Below are records to print word for word; include none of their pictures.

═══ Listed records

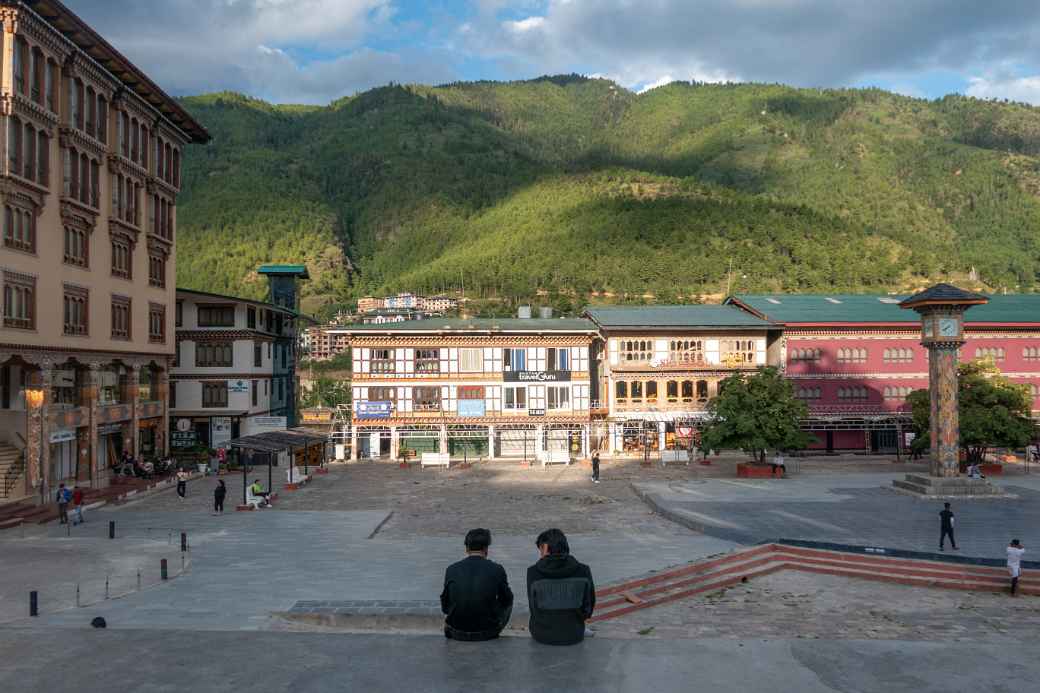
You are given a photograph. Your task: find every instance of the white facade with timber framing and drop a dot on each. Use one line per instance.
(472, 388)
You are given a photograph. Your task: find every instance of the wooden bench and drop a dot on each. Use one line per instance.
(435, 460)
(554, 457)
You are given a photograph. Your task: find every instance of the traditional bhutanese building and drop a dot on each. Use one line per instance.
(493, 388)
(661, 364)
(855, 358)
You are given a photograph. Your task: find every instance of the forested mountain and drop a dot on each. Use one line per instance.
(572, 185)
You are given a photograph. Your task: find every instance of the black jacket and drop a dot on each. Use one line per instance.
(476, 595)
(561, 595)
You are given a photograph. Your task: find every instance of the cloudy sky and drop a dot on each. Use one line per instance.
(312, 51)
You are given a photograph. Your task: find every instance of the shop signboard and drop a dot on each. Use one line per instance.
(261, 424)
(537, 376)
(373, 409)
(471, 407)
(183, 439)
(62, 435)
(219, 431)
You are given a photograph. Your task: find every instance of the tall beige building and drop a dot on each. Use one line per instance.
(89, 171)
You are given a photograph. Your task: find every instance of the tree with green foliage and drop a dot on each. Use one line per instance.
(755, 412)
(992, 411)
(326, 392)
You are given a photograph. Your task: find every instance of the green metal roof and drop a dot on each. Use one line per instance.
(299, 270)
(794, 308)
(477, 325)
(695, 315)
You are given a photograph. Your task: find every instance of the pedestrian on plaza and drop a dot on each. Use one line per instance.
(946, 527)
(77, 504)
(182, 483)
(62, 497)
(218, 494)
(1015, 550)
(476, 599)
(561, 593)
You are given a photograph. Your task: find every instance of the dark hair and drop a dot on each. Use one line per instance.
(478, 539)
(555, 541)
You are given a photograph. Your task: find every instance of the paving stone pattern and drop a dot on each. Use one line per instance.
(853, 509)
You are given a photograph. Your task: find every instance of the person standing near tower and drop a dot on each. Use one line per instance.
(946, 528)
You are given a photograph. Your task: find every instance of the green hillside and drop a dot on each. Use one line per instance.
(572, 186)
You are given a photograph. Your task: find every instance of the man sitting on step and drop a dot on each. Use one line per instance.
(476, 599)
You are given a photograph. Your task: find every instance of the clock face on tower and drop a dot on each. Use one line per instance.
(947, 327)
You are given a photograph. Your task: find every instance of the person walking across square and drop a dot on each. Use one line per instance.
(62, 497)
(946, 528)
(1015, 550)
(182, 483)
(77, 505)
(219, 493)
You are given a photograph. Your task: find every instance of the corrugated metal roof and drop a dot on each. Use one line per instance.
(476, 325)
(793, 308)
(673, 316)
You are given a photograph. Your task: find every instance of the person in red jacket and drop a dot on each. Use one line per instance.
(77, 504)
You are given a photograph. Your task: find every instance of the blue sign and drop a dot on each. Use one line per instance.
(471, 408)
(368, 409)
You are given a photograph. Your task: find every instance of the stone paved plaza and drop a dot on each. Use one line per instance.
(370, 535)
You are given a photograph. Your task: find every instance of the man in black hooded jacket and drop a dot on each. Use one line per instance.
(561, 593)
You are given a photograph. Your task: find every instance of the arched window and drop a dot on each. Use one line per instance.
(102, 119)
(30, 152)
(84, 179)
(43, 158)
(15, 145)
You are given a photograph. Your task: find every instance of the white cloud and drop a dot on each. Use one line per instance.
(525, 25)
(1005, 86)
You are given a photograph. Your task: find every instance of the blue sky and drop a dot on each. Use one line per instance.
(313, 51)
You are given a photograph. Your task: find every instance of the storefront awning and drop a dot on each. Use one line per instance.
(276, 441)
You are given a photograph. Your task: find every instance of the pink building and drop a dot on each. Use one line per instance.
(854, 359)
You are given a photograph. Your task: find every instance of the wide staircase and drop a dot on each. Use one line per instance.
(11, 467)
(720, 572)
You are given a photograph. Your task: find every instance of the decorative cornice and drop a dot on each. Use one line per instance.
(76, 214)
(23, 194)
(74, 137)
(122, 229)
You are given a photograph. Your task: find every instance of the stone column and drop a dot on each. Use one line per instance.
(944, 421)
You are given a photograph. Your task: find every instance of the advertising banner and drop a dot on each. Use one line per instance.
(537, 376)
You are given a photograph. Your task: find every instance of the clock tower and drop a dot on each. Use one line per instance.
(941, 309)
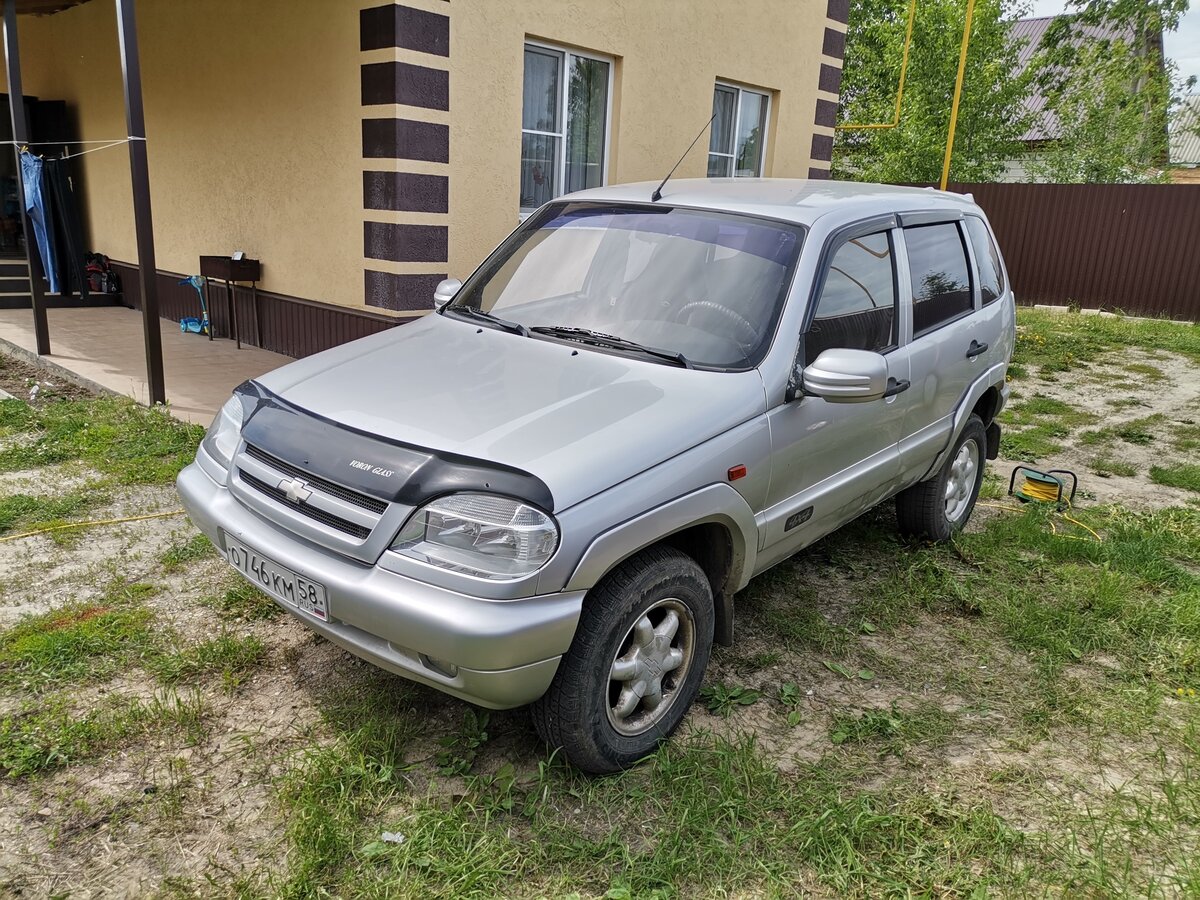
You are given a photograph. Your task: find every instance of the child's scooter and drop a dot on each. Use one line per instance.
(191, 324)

══════

- **Task result**
You are given a photograph. Your task: find every instance of the white facade with timber framing and drop a dot on each. Use one line per instance.
(472, 388)
You are given a photograph. Your task: find every instance of the wooden bench and drop a dot on each. Use one line per instance.
(435, 460)
(554, 457)
You are given a photograph. Your task: find every instance of the traditional bhutanese building and drop a dot on each. Use one line per instance.
(493, 388)
(661, 364)
(855, 358)
You are given a photograph. Your task: find every instance of the forested mountain and drop a dot on each. Use one line per instance.
(572, 185)
You are given a photograph. Your task: find every instance of the black jacket and drop a dot on each. Use one line per instance.
(476, 595)
(561, 595)
You are given a photograph. Your task: find every instance of the cloudy sky and drop a dot on each. Use one line per instance.
(312, 51)
You are given a photograph. Your task: find every instance of the shop signboard and drop a dot on each. Use one line per instance.
(261, 424)
(537, 376)
(373, 409)
(471, 407)
(183, 439)
(62, 435)
(219, 431)
You are given a photograph. Your task: find every instance of the tall beige building and drop a dot on each. Use one line per instance.
(89, 171)
You are given a photograph. Your task: find every instance of the tree with green foliage and drop a dot on each. Use one line per instance.
(755, 412)
(992, 411)
(326, 392)
You are given a photograph. Your task: find every instance of the green metal roof and drop a dot on each. Use one line per instance.
(299, 270)
(794, 308)
(477, 325)
(695, 315)
You are given a photograph. Your task: find every instance of the pedestrian on plaza and drop a dot on each. Use one line per instance.
(946, 527)
(77, 504)
(182, 483)
(62, 497)
(218, 494)
(1015, 550)
(476, 599)
(561, 593)
You are given a photograph. Your task: find every instance of the dark hair and drop a dot on each. Use one line per instance.
(478, 539)
(555, 541)
You are given a photograph. Your task: find every instance of the paving stone pattern and drop a dot on each. Use one line per instance.
(853, 509)
You are given a photograph. Your task: find every instance of the person standing near tower and drop a dot on each. Use one line per instance.
(946, 528)
You are given a photograph. Your task: find every instance of the green hillside and drop a dot on each. Use one line per instance.
(572, 186)
You are given a photograph. Your task: find every instance of the man sitting on step and drop a dot on each. Use one line per instance.
(476, 599)
You are given a photograph. Your task: find every instance of the clock face on tower and drop a dot on each. Use one line per instance.
(947, 327)
You are given a photograph. Your task: find every instance of the person walking across square and drop a dot on each. Use one line per instance.
(62, 497)
(946, 528)
(1015, 550)
(182, 483)
(77, 505)
(219, 493)
You are given a photograph. Your task: find every instance of the corrugated metal roof and drop a dot on each. Use one line per instance.
(476, 325)
(793, 308)
(673, 316)
You are given a photograph. Your task: find every instance of the person in red jacket and drop a dot on each. Use one line per instance.
(77, 504)
You are given a photograph. Your task: find every instance of the blue sign and drop a dot on each. Use one line per instance.
(471, 408)
(368, 409)
You are given a photograph. Your task: find every instance of the stone paved plaza and drop a dot on each. Use one line per instance.
(370, 535)
You are given a photograph. Your task: find every instance of the man in black hooded jacket and drop a dot on each. Use one line per instance.
(561, 593)
You are given a photograph. Your task: find every instance of the arched window and drop a dot on each. Use one line per instance.
(102, 119)
(30, 152)
(84, 179)
(43, 158)
(15, 145)
You are given a photograph. Your task: find every instance of the white cloud and drop a dot on each. Use one line per instance.
(525, 25)
(1005, 86)
You are given a photograph. Your task: find every instance of the blue sky and drop a dot on each. Use one line per instance.
(313, 51)
You are given a photograph. Your task: find every instance of the storefront awning and drop a dot on each. Use one line per instance.
(276, 441)
You are given a photograph. Your task: find every instance of the pink building and drop a dot on each. Use one line per instance.
(854, 359)
You are given a photograph. Your task: find every instance of the wide staircase and drop a dot on each. Use one line per instance.
(11, 467)
(720, 572)
You are given a photograph. Your task: find every instance of the decorative cornice and drop a dot on each. Use one line per instance.
(76, 214)
(23, 194)
(74, 137)
(122, 229)
You are given a photograph. Your task: find every instance of the stone column and drop a dot on each. Use one line per instance.
(944, 421)
You are given a photograph. Your task: find every instance of the advertising banner and drop a dot on each. Use one line per instance.
(537, 376)
You are given a photograph. Your task: find every instance of the clock tower and drop a dot on each. Use one line per instance.
(941, 309)
You are given a photograph. Your task: find every instance of the child's scooter and drop a dot on each. Use one line per instance.
(191, 324)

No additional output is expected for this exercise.